Task goal: Can you reproduce the lines below with no changes, starting at the line that contains "Question. Point out every instance of the garden" and ending at the last line of the rows, both of those lines included?

Records provided:
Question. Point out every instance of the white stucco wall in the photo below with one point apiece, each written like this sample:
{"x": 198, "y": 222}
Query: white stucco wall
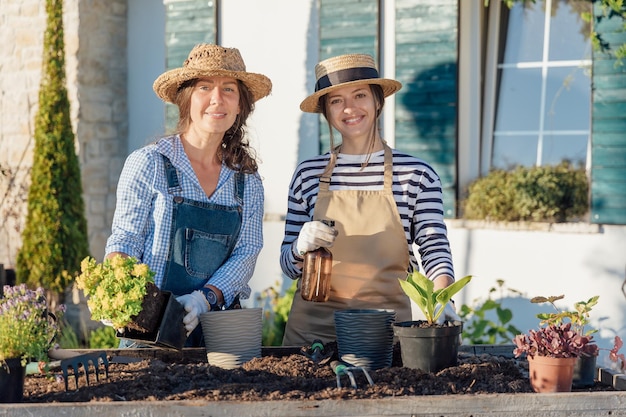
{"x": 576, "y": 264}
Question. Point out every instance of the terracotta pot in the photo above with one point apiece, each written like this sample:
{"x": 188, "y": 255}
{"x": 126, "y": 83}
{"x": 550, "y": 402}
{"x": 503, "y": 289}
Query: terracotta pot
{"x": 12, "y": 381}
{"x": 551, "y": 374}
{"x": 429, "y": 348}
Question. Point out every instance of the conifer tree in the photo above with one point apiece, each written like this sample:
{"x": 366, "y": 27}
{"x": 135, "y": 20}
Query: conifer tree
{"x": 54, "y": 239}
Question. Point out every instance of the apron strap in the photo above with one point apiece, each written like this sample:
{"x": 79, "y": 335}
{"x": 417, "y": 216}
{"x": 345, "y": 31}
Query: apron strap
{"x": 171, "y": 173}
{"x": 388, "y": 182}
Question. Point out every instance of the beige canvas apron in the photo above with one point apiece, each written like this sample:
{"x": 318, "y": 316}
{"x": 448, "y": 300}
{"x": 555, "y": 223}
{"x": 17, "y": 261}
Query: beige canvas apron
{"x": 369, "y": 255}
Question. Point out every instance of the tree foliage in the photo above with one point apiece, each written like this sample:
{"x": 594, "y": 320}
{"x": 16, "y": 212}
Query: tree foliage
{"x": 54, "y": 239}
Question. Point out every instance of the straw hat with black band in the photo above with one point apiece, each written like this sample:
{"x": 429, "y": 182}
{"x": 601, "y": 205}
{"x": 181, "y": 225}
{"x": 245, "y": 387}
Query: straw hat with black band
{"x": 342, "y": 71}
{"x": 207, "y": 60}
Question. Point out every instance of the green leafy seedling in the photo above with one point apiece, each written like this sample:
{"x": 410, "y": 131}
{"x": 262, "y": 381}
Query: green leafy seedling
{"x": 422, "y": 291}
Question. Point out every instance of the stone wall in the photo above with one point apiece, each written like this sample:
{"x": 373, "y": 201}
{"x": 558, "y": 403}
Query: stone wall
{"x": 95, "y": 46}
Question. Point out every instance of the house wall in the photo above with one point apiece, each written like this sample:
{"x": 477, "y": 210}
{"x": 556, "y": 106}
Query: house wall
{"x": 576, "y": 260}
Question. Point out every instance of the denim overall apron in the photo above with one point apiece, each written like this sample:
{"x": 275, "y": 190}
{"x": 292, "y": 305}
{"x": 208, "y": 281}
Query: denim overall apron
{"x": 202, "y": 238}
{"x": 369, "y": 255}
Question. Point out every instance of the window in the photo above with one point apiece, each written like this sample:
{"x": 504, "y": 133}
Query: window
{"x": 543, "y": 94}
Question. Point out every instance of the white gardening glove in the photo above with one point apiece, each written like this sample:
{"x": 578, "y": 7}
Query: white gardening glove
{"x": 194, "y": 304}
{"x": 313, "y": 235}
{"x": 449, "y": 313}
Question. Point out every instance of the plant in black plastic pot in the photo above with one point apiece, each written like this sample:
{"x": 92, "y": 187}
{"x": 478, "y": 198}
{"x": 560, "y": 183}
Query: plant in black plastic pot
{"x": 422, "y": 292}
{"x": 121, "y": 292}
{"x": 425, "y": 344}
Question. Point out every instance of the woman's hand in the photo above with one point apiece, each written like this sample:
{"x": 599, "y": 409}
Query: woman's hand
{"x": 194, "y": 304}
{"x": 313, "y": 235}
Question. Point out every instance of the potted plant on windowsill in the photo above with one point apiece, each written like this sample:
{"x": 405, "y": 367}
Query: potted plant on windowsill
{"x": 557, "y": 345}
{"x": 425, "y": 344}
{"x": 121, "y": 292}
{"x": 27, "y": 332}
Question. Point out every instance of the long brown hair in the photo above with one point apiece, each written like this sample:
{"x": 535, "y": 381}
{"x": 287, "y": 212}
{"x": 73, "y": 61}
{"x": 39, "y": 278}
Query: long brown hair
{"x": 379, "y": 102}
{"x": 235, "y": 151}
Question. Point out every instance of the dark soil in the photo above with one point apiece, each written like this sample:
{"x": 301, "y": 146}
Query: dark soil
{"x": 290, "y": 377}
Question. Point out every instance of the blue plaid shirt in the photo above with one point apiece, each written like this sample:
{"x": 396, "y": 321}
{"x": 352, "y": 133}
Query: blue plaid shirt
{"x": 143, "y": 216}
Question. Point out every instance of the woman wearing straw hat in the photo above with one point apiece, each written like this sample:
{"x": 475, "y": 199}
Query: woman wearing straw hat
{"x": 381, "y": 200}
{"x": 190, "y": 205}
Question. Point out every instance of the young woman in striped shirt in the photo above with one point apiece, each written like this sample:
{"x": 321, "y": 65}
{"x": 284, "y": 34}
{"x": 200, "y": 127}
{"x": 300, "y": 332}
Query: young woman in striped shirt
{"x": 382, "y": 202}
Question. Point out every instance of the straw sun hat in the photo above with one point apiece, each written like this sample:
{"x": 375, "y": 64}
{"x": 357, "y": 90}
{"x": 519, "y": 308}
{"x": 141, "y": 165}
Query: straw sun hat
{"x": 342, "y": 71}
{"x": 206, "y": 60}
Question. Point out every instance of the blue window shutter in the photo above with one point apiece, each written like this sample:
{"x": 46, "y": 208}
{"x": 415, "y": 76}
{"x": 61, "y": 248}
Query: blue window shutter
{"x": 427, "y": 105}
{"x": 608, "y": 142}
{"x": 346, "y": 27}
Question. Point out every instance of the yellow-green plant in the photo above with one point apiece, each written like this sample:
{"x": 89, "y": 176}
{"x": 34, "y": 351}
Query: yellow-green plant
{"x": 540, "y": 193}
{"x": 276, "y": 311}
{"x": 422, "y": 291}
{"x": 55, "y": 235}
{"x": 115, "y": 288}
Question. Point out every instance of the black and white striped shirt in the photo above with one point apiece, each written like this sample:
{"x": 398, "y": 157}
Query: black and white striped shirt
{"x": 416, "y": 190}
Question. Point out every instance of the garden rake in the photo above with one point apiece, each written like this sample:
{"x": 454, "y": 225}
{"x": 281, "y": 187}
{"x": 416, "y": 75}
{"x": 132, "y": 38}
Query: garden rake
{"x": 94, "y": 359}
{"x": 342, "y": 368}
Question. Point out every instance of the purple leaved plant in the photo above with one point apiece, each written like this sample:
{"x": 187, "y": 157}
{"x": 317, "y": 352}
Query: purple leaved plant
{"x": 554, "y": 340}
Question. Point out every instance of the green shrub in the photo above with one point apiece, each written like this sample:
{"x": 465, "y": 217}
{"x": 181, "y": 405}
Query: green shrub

Response to this task:
Question. Point out every instance of the garden rake in the photo above with one point apiece, each written like this sample:
{"x": 454, "y": 225}
{"x": 281, "y": 187}
{"x": 416, "y": 75}
{"x": 132, "y": 38}
Query: garden rake
{"x": 94, "y": 359}
{"x": 342, "y": 368}
Question. Point out every instance of the purple leaved plant in the photo above with one point apiece, each written like this sample:
{"x": 187, "y": 157}
{"x": 317, "y": 352}
Query: purple leaved plant
{"x": 554, "y": 340}
Question. Point out every instance of the green shrub in the photo above with one point apiece, each written like this sample:
{"x": 465, "y": 217}
{"x": 181, "y": 405}
Query: green shrub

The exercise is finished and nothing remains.